_Your task_.
Once the records have been read, set every one down as it stands.

Data excerpts
────────
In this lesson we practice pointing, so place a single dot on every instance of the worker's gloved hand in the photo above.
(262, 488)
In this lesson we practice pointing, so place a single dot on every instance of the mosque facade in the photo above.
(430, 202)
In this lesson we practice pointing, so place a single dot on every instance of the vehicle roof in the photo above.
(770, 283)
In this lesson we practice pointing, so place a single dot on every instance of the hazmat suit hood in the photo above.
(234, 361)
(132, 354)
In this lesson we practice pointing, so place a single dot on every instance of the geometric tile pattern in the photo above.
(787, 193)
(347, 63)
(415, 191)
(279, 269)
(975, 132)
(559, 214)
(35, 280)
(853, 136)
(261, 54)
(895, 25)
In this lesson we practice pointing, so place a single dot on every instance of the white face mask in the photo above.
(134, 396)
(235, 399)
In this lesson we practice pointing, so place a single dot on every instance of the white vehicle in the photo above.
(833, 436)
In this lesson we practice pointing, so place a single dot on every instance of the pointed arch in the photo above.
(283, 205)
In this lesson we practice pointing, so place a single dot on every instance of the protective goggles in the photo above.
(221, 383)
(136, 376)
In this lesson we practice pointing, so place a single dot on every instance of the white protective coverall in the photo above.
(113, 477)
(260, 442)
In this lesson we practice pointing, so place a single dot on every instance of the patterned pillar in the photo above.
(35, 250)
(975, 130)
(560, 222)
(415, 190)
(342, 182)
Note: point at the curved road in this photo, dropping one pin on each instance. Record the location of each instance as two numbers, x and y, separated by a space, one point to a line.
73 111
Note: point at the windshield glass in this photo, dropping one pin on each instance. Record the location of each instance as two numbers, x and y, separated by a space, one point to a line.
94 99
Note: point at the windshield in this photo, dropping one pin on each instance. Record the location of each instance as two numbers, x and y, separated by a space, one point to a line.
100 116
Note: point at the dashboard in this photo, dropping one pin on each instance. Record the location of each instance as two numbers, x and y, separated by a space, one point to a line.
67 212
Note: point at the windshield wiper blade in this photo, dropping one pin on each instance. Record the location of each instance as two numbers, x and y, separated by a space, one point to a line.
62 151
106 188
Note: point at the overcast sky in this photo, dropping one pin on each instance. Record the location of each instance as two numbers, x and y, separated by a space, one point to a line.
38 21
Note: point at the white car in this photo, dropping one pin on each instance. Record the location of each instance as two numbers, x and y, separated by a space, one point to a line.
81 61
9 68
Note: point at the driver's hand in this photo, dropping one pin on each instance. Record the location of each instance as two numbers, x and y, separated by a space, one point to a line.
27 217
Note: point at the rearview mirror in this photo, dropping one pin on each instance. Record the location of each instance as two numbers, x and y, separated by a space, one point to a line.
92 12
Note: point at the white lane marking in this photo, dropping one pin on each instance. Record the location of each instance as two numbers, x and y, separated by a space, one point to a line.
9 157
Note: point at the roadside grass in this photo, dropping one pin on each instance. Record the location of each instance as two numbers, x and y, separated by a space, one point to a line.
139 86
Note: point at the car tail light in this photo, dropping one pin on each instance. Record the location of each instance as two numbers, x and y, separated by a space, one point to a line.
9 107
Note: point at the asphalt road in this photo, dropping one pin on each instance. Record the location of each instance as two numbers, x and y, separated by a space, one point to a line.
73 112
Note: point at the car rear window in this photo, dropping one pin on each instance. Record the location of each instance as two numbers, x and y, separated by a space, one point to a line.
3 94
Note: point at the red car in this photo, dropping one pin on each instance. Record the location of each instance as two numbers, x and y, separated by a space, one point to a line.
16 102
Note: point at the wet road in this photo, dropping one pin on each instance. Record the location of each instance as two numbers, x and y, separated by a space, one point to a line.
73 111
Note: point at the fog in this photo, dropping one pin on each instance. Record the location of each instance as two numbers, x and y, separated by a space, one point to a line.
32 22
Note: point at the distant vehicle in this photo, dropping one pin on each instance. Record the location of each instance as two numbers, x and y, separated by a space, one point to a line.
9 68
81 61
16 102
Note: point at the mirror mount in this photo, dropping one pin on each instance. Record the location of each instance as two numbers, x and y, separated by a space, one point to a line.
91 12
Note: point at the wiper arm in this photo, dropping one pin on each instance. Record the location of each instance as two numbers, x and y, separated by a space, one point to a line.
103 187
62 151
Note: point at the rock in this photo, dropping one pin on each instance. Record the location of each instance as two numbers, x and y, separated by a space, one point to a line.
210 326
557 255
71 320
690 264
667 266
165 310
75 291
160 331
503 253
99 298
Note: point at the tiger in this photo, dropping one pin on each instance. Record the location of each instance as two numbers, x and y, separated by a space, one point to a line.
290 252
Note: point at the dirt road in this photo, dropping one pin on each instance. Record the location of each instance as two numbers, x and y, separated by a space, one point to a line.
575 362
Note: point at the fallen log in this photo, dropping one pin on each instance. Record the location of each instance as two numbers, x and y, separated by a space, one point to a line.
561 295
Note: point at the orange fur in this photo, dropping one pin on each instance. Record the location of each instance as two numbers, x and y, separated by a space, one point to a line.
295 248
────────
_Solution_.
In this lesson we practice pointing, so place a single dot on every instance of the worker's gloved hand in the photo above.
(262, 488)
In this lesson we practice pointing, so place a single dot on every instance of the mosque facade in the photo above.
(430, 202)
In this lesson we practice pointing, so place a single dot on every instance of the vehicle roof in the photo above.
(770, 283)
In this lesson we practice pointing, so place a single dot on every instance of the hazmat suit hood in the photo above.
(234, 361)
(132, 354)
In this lesson we practice pointing, so place a single dot on every instance of the geometric tile pattern in the photo above.
(787, 193)
(347, 63)
(415, 191)
(279, 269)
(975, 132)
(559, 214)
(35, 280)
(853, 136)
(261, 54)
(895, 25)
In this lesson we practice pointing, so place a single dot on every instance of the white face mask in the photo above.
(134, 396)
(235, 399)
In this lesson we practice pointing, so place a single dot on every instance of the white vehicle in the photo above.
(833, 436)
In this lesson we practice pointing, so place a single dot on every instance of the pointed arch in the photo above.
(283, 205)
In this lesson we practice pointing, so place a single dot on every instance of the protective goggles in the photo above.
(221, 383)
(136, 376)
In this lesson we practice pointing, so place a single dot on every instance of the white protective coverall in the photo above.
(113, 477)
(260, 442)
In this lesson we practice pointing, so place a single dot on every instance of the patterned pillar in the photo above.
(35, 250)
(975, 130)
(560, 222)
(415, 190)
(342, 182)
Note: point at the curved road in this photo, dropping one pin on each instance. Record the location of each instance as two numbers, x and y, separated by a space, one point to a line.
73 111
Note: point at the windshield glass in this photo, dropping one pin on each instance. Record the location of each instance as two numbers, x and y, separated by a space, one point to a line.
94 99
Note: point at the windshield in this photo, dropping one pin on each instance. Record the location of each instance as two numbers, x and y, separated by a space, one point to a line.
100 116
Note: point at the dashboard in this photo, dropping one pin on each instance. Record the location of each instance as two numbers, x and y, separated by a space, one point to a line.
67 212
Note: point at the windshield wiper blade in this photo, dropping one pin on each instance. Record the location of each instance as two numbers, x and y, separated by a space, one point to a line.
62 151
106 188
Note: point at the overcast sky in this photo, dropping one pin on each instance. Record the location of each instance as two numbers, x and y, separated by a space, one point to a line.
38 21
Note: point at the white car in this photo, dropping one pin on each instance. Record the location of each instance as two numbers, x and y, separated by a space, one point to a line.
81 61
9 68
Note: point at the driver's hand in this photo, dropping one pin on each instance. Record the location of each instance as two numbers, x and y, separated by a space, one point to a line.
27 217
Note: point at the rearview mirror in this photo, dropping one pin on each instance. Record the location of each instance as two numbers, x and y, separated by a space, one point to a line.
92 12
Note: point at the white lane marking in this photo, dropping one pin on each instance. Record the location of each instance as two numbers, x and y, separated by a space, one point to a line.
9 157
Note: point at the roadside grass in this photo, dropping one pin on each instance. Record the location of each instance as two numbers, x and y, separated by a space, one point to a line.
139 86
Note: point at the car tail light in this photo, dropping one pin on each instance. Record the location of each instance as two numbers, x and y, separated by a space, one point to a line.
9 107
Note: point at the asphalt road in this photo, dropping one pin on each instance. Record the location of each instance as two numbers, x and y, separated by a space, one point to a line.
73 112
Note: point at the car rear window in this photo, dropping one pin on each instance. Record the location of each instance as two numbers, x and y, separated by a space, one point to a line.
3 94
Note: point at the red car in this photo, dropping one pin on each instance. Record the location of each instance as two numbers, x and y, separated by a space, one point to a line.
16 102
Note: point at the wet road in this photo, dropping one pin on each instance. Record the location of each instance as two numbers, x and y, separated by a space, one point to a line.
73 111
Note: point at the fog in this photo, dropping one pin on each instance. Record the location of each instance as two numbers, x and y, separated by a space, one point to a line.
32 22
Note: point at the distant vehicle in this photo, dropping one pin on each instance. Record the location of each instance as two numbers, x and y, separated by a space, one point to a line.
9 68
81 61
16 102
Note: point at the mirror mount in this photo, dropping one pin on each instance. Record the location of each instance as two numbers, x and y, separated by a space, one point to a line.
91 12
Note: point at the wiper arm in this photo, dropping one pin on each instance. Record the location of each instance as two numbers, x and y, separated by a space, one point to a line.
103 187
62 151
Note: point at the rock in this photo, dropping one pin on each instance. Record the location of each instance as two numbers, x and y, separated by a space, one point to a line.
210 326
557 255
71 320
690 264
667 266
165 310
75 291
160 331
503 253
99 298
Note: point at the tiger in this photo, dropping one pin on each instance. Record the location of each instance as two numbers, x and y, separated by a space, one point to a line.
290 252
Note: point at the dirt road in this photo, dropping one pin on each instance. Record the location of each instance as two numbers, x and y, separated by a space, one point to a line.
575 362
Note: point at the fallen log in this photo, dropping one pin on each instance. Record the location of each instance as two numbers, x and y, separated by a space, one point to a line.
561 295
Note: point at the orange fur in this photo, dropping one pin on each instance. Record the location of each instance as two numbers, x and y, separated by a space, one point to a line.
295 248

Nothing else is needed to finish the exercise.